## SUPPLIED DATA

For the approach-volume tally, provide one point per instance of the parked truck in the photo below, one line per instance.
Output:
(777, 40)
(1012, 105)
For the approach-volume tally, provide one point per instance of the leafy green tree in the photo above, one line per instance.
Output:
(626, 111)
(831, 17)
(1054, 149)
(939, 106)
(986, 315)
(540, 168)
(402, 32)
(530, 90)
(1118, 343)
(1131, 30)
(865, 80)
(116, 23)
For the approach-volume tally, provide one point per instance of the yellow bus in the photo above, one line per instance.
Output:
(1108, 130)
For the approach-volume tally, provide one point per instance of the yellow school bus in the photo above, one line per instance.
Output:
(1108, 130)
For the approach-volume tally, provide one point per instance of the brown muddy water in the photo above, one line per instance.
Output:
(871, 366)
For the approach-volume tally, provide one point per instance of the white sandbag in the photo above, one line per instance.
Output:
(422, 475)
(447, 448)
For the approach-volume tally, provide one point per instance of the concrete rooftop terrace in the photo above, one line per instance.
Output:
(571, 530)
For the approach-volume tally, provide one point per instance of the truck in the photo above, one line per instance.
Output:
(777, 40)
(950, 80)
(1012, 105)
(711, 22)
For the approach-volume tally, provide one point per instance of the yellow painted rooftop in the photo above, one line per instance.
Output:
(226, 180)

* * *

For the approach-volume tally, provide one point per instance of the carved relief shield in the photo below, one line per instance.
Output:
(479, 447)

...

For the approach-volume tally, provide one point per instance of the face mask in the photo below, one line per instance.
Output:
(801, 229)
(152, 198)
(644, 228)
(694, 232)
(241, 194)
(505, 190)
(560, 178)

## WRITTEN PROBLEM
Collect every line of the rows above that contains the string "approach", matching case exactly, and copy each one.

## OUTPUT FOR THIS TASK
For the approach-volume tally, provide one point per instance of the parked truck in the photo below, one line per instance.
For the approach-volume tally, provide one point per instance of the leafy green tree in the photo above, one line per instance.
For the approach-volume tally, provide one point per instance of the yellow bus in the photo above, one line per instance.
For the approach-volume tally, provide one point per instance of the yellow school bus in the photo above, one line per instance.
For the approach-volume tally, provide one point per instance of the brown muddy water in the photo above, one line per instance.
For the approach-volume tally, provide one point per instance of the white sandbag in the photo above, one line per instance.
For the approach-volume tally, provide one point per instance of the concrete rooftop terrace in the photo above, one line per instance.
For the approach-volume tally, provide one point per instance of the truck in the photo above, one line per instance.
For the approach-volume tally, provide one point per instance of the yellow painted rooftop in the photo above, one line per instance.
For the approach-volume tally, provide one point per instance of the carved relief shield in the photo below, one line per instance.
For the approach-volume tally, provide one point per instance of the face mask in the photo below, one line per instance.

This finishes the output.